*** Recorded data ***

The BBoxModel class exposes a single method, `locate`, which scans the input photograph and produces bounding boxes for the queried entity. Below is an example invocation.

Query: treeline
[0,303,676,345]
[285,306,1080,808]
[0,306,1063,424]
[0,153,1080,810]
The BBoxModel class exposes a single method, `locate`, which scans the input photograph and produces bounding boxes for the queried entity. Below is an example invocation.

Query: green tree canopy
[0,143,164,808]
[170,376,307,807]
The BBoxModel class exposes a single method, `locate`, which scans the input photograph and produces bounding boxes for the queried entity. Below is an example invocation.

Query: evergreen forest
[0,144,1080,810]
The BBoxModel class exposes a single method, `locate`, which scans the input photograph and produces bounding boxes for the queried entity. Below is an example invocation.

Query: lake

***

**Task brief:** Set down every one of the lines above again, word for word and in their original order.

**Correct answer:**
The BBoxModel class exposes a single method, `locate`, which scans the input photograph and produces bounding boxes for the queried entity. Below is an example invocation.

Query: treeline
[0,303,676,345]
[285,306,1080,808]
[0,306,1063,424]
[0,153,1080,810]
The BBoxModel class exposes a single method, `locate`, which scans the input photograph and produces bounding boxes for the queried entity. Below is an example invocation.

Query: green tree canopy
[0,143,164,808]
[170,376,307,807]
The BBoxModel class exposes a single method, `locate`, which scans the input photograph and produces bounding boxes for the queried entity. Below is an example invocation.

Query: evergreen forest
[0,144,1080,810]
The BBoxModel class exposes a single method, `locate`, which scans the input photograph and produces bounding boxes for the queried entity. Below is an example invocation.

Query: lake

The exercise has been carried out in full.